### DIRECTIONS FOR THIS TASK
Express the lines below as a JSON list of strings, one string per line, with blank lines omitted. Leave the pictures out of the list.

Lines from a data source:
— Start —

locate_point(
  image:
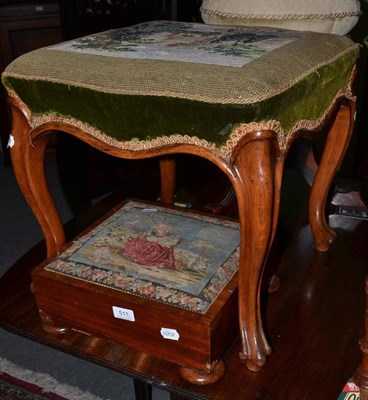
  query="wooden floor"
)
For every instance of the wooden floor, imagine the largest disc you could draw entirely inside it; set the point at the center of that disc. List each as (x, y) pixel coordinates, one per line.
(313, 322)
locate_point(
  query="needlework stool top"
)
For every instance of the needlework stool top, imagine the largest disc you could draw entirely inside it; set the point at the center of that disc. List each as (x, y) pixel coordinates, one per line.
(162, 82)
(169, 256)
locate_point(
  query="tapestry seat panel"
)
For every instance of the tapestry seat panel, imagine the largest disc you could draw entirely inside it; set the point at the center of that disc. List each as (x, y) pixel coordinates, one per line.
(163, 82)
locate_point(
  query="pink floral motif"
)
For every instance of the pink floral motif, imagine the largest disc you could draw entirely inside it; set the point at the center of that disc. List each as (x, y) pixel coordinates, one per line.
(145, 252)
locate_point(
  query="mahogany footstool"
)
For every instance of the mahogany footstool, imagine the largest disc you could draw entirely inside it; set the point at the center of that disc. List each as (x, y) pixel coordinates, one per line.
(236, 96)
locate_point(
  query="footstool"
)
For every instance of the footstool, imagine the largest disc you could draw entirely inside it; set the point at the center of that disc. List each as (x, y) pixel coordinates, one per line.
(236, 96)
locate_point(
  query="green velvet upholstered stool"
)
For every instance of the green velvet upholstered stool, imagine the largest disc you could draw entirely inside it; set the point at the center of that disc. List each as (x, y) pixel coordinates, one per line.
(236, 96)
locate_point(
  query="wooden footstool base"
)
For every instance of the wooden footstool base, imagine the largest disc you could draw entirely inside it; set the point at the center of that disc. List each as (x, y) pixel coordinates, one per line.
(159, 280)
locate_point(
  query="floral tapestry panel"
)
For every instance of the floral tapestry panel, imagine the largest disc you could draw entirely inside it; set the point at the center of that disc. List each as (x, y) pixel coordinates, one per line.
(166, 255)
(184, 42)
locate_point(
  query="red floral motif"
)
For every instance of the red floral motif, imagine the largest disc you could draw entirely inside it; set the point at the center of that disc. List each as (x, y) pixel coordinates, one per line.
(145, 252)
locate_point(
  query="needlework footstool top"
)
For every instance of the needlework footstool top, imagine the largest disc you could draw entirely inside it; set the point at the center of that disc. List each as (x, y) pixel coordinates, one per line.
(162, 82)
(170, 256)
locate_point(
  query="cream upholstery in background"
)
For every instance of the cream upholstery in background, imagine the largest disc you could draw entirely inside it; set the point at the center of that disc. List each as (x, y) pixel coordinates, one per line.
(327, 16)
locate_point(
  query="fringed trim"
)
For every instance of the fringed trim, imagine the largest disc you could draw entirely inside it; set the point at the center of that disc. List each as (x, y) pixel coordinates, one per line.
(224, 151)
(281, 17)
(244, 129)
(134, 145)
(283, 137)
(311, 125)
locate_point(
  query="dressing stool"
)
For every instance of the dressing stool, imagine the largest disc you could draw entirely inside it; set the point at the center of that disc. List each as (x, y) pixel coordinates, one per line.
(236, 96)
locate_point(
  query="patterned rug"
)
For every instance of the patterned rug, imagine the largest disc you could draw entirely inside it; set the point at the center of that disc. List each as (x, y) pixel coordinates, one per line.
(17, 383)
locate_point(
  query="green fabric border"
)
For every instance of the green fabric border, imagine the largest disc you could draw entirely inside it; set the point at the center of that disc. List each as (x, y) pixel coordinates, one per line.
(126, 117)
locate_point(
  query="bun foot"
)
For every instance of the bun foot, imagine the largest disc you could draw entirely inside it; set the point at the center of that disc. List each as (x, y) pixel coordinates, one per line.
(206, 377)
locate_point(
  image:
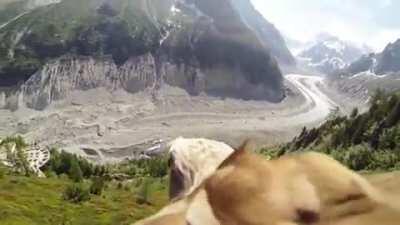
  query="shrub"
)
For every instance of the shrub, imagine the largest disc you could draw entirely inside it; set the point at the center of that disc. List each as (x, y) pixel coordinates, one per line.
(75, 172)
(97, 186)
(143, 194)
(358, 157)
(2, 172)
(76, 193)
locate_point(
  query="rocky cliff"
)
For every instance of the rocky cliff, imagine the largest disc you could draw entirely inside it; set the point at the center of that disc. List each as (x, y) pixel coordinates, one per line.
(202, 46)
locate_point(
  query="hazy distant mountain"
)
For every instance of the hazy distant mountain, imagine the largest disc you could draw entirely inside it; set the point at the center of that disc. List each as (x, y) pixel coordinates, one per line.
(48, 48)
(329, 54)
(382, 63)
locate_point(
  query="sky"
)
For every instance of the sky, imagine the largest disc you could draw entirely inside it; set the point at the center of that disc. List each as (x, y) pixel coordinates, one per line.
(371, 22)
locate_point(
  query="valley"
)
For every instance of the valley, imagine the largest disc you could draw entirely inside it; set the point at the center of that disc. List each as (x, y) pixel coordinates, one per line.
(110, 126)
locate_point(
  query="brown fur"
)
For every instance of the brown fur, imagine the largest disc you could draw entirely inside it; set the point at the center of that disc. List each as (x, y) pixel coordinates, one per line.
(307, 188)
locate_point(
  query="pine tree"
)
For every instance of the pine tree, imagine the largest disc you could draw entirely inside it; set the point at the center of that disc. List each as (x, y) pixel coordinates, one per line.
(75, 172)
(394, 116)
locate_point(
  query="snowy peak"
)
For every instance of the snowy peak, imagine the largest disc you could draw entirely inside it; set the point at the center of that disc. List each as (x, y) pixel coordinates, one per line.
(329, 54)
(386, 62)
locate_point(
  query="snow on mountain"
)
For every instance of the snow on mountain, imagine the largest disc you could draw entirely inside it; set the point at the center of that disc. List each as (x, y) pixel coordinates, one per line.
(328, 54)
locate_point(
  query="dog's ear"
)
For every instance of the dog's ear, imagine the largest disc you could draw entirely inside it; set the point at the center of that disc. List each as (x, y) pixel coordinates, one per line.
(200, 211)
(236, 155)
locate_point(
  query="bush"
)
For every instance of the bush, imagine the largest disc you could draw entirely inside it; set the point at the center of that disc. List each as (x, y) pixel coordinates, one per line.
(76, 193)
(97, 186)
(358, 157)
(2, 172)
(143, 195)
(75, 172)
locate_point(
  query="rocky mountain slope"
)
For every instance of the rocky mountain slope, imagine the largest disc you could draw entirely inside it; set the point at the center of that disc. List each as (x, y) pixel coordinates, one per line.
(51, 48)
(329, 54)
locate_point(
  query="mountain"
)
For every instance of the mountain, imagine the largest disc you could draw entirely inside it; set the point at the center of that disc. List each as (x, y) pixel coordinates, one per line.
(268, 34)
(329, 54)
(384, 63)
(50, 48)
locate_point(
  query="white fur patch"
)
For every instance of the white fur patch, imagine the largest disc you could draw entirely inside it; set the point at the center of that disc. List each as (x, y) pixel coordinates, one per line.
(197, 159)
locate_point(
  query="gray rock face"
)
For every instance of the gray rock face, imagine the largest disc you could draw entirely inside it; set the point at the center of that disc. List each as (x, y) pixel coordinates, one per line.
(199, 46)
(56, 79)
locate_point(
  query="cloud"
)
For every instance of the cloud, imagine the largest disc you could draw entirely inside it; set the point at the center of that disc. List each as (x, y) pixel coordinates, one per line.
(372, 22)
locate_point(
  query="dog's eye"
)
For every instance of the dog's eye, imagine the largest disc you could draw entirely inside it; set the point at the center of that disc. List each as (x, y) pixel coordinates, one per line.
(307, 216)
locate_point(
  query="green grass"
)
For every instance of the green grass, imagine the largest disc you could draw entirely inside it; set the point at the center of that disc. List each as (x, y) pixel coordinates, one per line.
(31, 201)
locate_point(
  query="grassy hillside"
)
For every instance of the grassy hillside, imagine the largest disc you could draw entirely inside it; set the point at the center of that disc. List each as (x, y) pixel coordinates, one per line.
(119, 194)
(30, 201)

— End —

### EXERCISE ANSWER
[
  "locate_point(",
  "  image:",
  "  query=\"wooden floor\"",
  ")",
  "For every instance of the wooden floor, imagine the largest disc you could draw entirely inside it; set the point at the center of that disc. List each as (x, y) pixel coordinates, one per line.",
  "(313, 322)",
  "locate_point(",
  "  query=\"needlework stool top\"",
  ")",
  "For every instance of the needlework stool top, imagine the largest disc you could draw entirely inside it; set the point at the center of that disc. List each as (x, y) pixel coordinates, one per line.",
  "(162, 82)",
  "(169, 256)",
  "locate_point(",
  "  query=\"tapestry seat panel\"",
  ")",
  "For every instance of the tapestry seat panel, imagine the largest disc you could draw entirely inside it; set the point at the center of that disc. List each as (x, y) pixel coordinates, one per line.",
  "(163, 82)",
  "locate_point(",
  "  query=\"pink floral motif\"",
  ")",
  "For every instance of the pink floral motif, imagine the largest disc you could draw entirely inside it; set the point at the center of that disc. List each as (x, y) pixel coordinates, one per line.",
  "(145, 252)",
  "locate_point(",
  "  query=\"mahogany footstool\"",
  ")",
  "For every instance of the mahogany footstool, imagine the largest disc you could draw entirely inside it; set the point at the center of that disc. List each as (x, y) pixel coordinates, one per line.",
  "(236, 96)",
  "locate_point(",
  "  query=\"footstool\"",
  ")",
  "For every instance of the footstool, imagine the largest disc you could draw entirely inside it; set the point at the center of that disc. List each as (x, y) pixel coordinates, one per line.",
  "(236, 96)",
  "locate_point(",
  "  query=\"green velvet upholstered stool\"",
  ")",
  "For every instance of the green velvet upholstered stool, imagine the largest disc you could draw entirely inside it; set the point at the center of that disc. List each as (x, y) pixel coordinates, one per line.",
  "(236, 96)",
  "locate_point(",
  "  query=\"wooden footstool base\"",
  ")",
  "For every instance of the wooden footstool base, imagine the largest disc you could draw entirely inside it; set the point at the center of that disc. List each as (x, y) pixel coordinates, one per line.",
  "(159, 280)",
  "locate_point(",
  "  query=\"floral tapestry panel\"",
  ")",
  "For every instance of the floral tapestry panel, imagine the largest disc you could draw entirely inside it; set the point at the center of that disc. List each as (x, y) pixel coordinates, one per line.",
  "(166, 255)",
  "(184, 42)",
  "locate_point(",
  "  query=\"red floral motif\"",
  ")",
  "For every instance of the red floral motif, imagine the largest disc you could draw entirely inside it; set the point at the center of that disc. List each as (x, y) pixel coordinates, one per line.",
  "(145, 252)",
  "locate_point(",
  "  query=\"needlework footstool top\"",
  ")",
  "For every instance of the needlework footstool top, imagine the largest disc you could draw entirely inside it; set the point at the center of that disc. List each as (x, y) pixel coordinates, one per line.",
  "(162, 82)",
  "(170, 256)",
  "locate_point(",
  "  query=\"cream upholstery in background\"",
  ")",
  "For every instance of the cream upholstery in background, imagine the largest disc you could draw entirely inside it; set the point at the center of that disc. List each as (x, y) pixel coordinates, one per line.",
  "(327, 16)",
  "locate_point(",
  "  query=\"fringed trim\"",
  ")",
  "For every instance of the fringed trim, imagine the largest disc you could draw entirely inside it; set the point at the center of that disc. List each as (x, y) pixel coordinates, one per line.",
  "(224, 151)",
  "(281, 17)",
  "(244, 129)",
  "(134, 145)",
  "(283, 137)",
  "(311, 125)",
  "locate_point(",
  "  query=\"dressing stool\"",
  ")",
  "For every instance of the dressing stool, imagine the largest disc you could draw entirely inside it; set the point at the center of that disc. List each as (x, y) pixel coordinates, one per line.",
  "(236, 96)",
  "locate_point(",
  "  query=\"patterned rug\"",
  ")",
  "For every instance of the patterned rug, imagine the largest disc you could draw entirely inside it; set the point at the center of that disc. List each as (x, y) pixel coordinates, one per line.",
  "(17, 383)",
  "locate_point(",
  "  query=\"green fabric border\"",
  ")",
  "For every instance of the green fabric border, imagine the largest disc you could draw entirely inside it; set the point at the center of that disc. List each as (x, y) pixel coordinates, one per line.",
  "(126, 117)",
  "locate_point(",
  "  query=\"bun foot\"",
  ")",
  "For every instance of the bun foot, imagine the largest disc you could draw entirely inside it; set the point at the center of that disc. List each as (x, y) pixel coordinates, one per line.",
  "(206, 377)",
  "locate_point(",
  "  image:",
  "  query=\"shrub\"",
  ")",
  "For every instance of the shrub, imagine the largest disc you could draw entirely inside it; set the point at the center of that disc. List each as (x, y) pixel coordinates, one per line.",
  "(75, 172)",
  "(97, 186)",
  "(143, 194)",
  "(358, 157)",
  "(2, 172)",
  "(76, 193)",
  "locate_point(",
  "  query=\"rocky cliff\"",
  ")",
  "For every instance of the rocky cliff, imagine the largest disc you could draw entirely inside it; set the point at the center of that disc. List each as (x, y) pixel coordinates, one per line.",
  "(202, 46)",
  "locate_point(",
  "  query=\"hazy distant mountain\"",
  ")",
  "For every instance of the hazy distant mountain, imagine the largest disc you could draw entirely inside it; set the point at the center of that disc. List each as (x, y) pixel coordinates, one per line.",
  "(48, 48)",
  "(329, 54)",
  "(382, 63)",
  "locate_point(",
  "  query=\"sky\"",
  ")",
  "For every instance of the sky, imagine the largest disc you could draw entirely inside it; set the point at the center of that disc. List each as (x, y) pixel coordinates, one per line.",
  "(371, 22)",
  "locate_point(",
  "  query=\"valley\"",
  ")",
  "For every instance of the valley, imagine the largest disc you could draw entirely inside it; set the point at the center of that disc. List each as (x, y) pixel coordinates, one per line.",
  "(110, 126)",
  "locate_point(",
  "  query=\"brown fur\"",
  ")",
  "For every instance of the brown fur, imagine the largest disc you could draw entirely inside it; set the point at the center of that disc. List each as (x, y) pixel coordinates, one per line.",
  "(307, 188)",
  "locate_point(",
  "  query=\"pine tree\"",
  ")",
  "For every instance of the pine tree, imagine the largest disc you could draw entirely inside it; set the point at the center of that disc. List each as (x, y) pixel coordinates, one per line.",
  "(75, 172)",
  "(394, 116)",
  "locate_point(",
  "  query=\"snowy peak\"",
  ")",
  "For every instance of the snowy peak, imagine the largest disc you could draw entirely inside it; set the point at the center of that disc. List each as (x, y) pixel coordinates, one per line.",
  "(329, 54)",
  "(386, 62)",
  "locate_point(",
  "  query=\"snow on mountain\"",
  ")",
  "For every instance of the snow on mountain, imagine the largest disc you could draw entirely inside it; set the point at the center of that disc. List each as (x, y) pixel coordinates, one per line.",
  "(328, 54)",
  "locate_point(",
  "  query=\"dog's ear\"",
  ")",
  "For every instance of the dog's ear, imagine the largest disc you could draw entirely inside it; set the point at the center of that disc. List each as (x, y) pixel coordinates, one per line.",
  "(200, 211)",
  "(236, 155)",
  "locate_point(",
  "  query=\"bush\"",
  ")",
  "For every instance of the bush, imagine the largest disc you could draw entirely inside it; set the point at the center of that disc. List each as (x, y) pixel coordinates, one per line.",
  "(76, 193)",
  "(97, 186)",
  "(358, 157)",
  "(2, 172)",
  "(143, 195)",
  "(75, 172)",
  "locate_point(",
  "  query=\"rocky mountain slope\"",
  ")",
  "For every instance of the rocky mountain slope, imagine the largest disc you could draw entirely inside it; set the point at the center of that disc. List each as (x, y) pixel coordinates, one per line.",
  "(51, 48)",
  "(329, 54)",
  "locate_point(",
  "  query=\"mountain\"",
  ")",
  "For every instance of the mountain, imagine the largest disc you could draw entirely inside it; set the point at the center of that disc. List each as (x, y) pixel coordinates, one per line.",
  "(268, 34)",
  "(329, 54)",
  "(384, 63)",
  "(50, 48)",
  "locate_point(",
  "  query=\"white fur patch\"",
  ")",
  "For every instance of the white fur patch, imagine the largest disc you could draw entirely inside it; set the point at the center of that disc. List each as (x, y) pixel coordinates, one per line.",
  "(197, 159)",
  "locate_point(",
  "  query=\"gray rock face\"",
  ")",
  "For every instance of the gray rock face, imagine the largest disc you could draw entirely inside it; set the point at the center of that disc. List each as (x, y) pixel coordinates, one per line.",
  "(199, 46)",
  "(56, 79)",
  "locate_point(",
  "  query=\"cloud\"",
  ")",
  "For every instance of the cloud, imagine the largest disc you could draw entirely inside it; set the point at the center of that disc. List each as (x, y) pixel coordinates, one per line.",
  "(372, 22)",
  "locate_point(",
  "  query=\"dog's eye\"",
  ")",
  "For every instance of the dog's eye, imagine the largest disc you could draw entirely inside it; set the point at the center of that disc. List each as (x, y) pixel coordinates, one per line.",
  "(307, 216)",
  "locate_point(",
  "  query=\"green grass\"",
  ")",
  "For every instance of the green grass, imagine the largest disc you could draw entirely inside it; set the point at the center of that disc. List each as (x, y) pixel coordinates, one per line.",
  "(31, 201)",
  "locate_point(",
  "  query=\"grassy hillside\"",
  ")",
  "For every instance of the grassy hillside, imagine the largest disc you could draw entirely inside it; set the point at the center of that disc. List each as (x, y) pixel coordinates, one per line.",
  "(119, 194)",
  "(30, 201)"
]